Goal
List every line of the records below that contains the string "long", treating uppercase and lowercase letters as different.
-------- Raw data
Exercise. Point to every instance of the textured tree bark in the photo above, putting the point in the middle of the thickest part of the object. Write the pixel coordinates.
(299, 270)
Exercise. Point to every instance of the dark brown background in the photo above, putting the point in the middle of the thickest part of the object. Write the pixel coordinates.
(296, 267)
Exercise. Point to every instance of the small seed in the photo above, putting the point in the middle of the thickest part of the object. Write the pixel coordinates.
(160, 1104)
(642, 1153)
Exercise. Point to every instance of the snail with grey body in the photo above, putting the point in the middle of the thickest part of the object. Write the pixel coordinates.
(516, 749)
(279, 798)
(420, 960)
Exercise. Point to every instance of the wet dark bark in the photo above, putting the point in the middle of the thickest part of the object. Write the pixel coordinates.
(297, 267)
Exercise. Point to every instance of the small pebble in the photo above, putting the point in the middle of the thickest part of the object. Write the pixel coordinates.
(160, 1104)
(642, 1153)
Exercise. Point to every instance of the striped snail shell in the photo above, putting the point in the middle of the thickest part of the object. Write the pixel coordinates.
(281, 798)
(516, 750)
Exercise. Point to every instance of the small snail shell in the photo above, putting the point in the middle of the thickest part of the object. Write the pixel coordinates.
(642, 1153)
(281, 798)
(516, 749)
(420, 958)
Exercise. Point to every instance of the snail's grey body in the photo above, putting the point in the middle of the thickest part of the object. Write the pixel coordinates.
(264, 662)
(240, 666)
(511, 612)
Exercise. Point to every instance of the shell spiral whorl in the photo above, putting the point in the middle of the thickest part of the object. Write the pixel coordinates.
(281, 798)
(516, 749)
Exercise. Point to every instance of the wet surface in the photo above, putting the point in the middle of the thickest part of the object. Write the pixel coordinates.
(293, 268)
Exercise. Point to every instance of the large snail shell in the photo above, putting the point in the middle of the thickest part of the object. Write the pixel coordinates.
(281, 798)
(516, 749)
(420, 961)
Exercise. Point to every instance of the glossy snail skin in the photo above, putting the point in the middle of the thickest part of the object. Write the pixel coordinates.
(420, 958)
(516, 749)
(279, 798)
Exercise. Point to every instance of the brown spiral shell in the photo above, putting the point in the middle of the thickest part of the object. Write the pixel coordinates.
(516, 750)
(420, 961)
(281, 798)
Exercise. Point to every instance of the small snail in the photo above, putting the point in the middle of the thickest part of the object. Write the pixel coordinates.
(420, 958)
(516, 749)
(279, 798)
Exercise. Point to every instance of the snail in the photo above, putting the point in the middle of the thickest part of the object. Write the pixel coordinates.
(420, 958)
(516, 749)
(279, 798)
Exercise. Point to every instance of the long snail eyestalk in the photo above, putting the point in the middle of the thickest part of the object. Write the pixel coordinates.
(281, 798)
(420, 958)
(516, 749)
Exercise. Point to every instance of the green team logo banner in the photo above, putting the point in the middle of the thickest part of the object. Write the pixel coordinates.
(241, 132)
----------------
-------- Raw data
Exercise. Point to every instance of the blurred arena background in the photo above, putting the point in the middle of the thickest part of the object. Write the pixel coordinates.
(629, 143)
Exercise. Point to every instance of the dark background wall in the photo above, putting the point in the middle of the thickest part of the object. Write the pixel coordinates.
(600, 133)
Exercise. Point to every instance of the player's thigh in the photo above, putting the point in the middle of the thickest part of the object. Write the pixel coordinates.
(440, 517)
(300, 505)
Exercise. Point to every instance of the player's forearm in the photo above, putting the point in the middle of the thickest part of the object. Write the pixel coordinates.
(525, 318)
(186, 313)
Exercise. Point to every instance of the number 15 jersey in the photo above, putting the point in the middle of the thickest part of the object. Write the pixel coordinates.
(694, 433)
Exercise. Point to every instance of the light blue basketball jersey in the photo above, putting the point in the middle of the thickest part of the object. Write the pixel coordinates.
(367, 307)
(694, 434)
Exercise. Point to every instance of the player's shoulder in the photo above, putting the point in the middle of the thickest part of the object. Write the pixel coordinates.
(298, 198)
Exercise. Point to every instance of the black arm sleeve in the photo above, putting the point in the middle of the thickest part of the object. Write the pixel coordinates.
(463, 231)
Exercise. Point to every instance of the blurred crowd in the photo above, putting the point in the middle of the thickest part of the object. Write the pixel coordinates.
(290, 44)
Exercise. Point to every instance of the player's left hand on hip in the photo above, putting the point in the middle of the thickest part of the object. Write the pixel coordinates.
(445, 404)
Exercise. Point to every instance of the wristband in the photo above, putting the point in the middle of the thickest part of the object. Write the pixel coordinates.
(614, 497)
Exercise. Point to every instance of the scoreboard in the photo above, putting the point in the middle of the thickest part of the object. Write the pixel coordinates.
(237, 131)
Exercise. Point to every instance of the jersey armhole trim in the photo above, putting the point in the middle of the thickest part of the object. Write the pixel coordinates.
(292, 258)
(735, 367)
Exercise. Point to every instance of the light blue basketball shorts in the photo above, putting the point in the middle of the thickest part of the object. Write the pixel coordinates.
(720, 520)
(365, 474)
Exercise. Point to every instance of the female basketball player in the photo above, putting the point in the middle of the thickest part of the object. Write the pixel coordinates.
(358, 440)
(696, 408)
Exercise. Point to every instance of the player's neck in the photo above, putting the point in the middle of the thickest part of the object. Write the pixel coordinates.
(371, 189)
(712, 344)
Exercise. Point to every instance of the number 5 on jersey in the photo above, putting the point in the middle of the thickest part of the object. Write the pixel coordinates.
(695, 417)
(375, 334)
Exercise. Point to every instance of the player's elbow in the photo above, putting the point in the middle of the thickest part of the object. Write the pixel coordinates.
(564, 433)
----------------
Solution for this exercise
Exercise. Point to every instance of the long snail eyestalk in the photo above, putting the point in the middle of the thickest part of the object. Write the pixel coordinates.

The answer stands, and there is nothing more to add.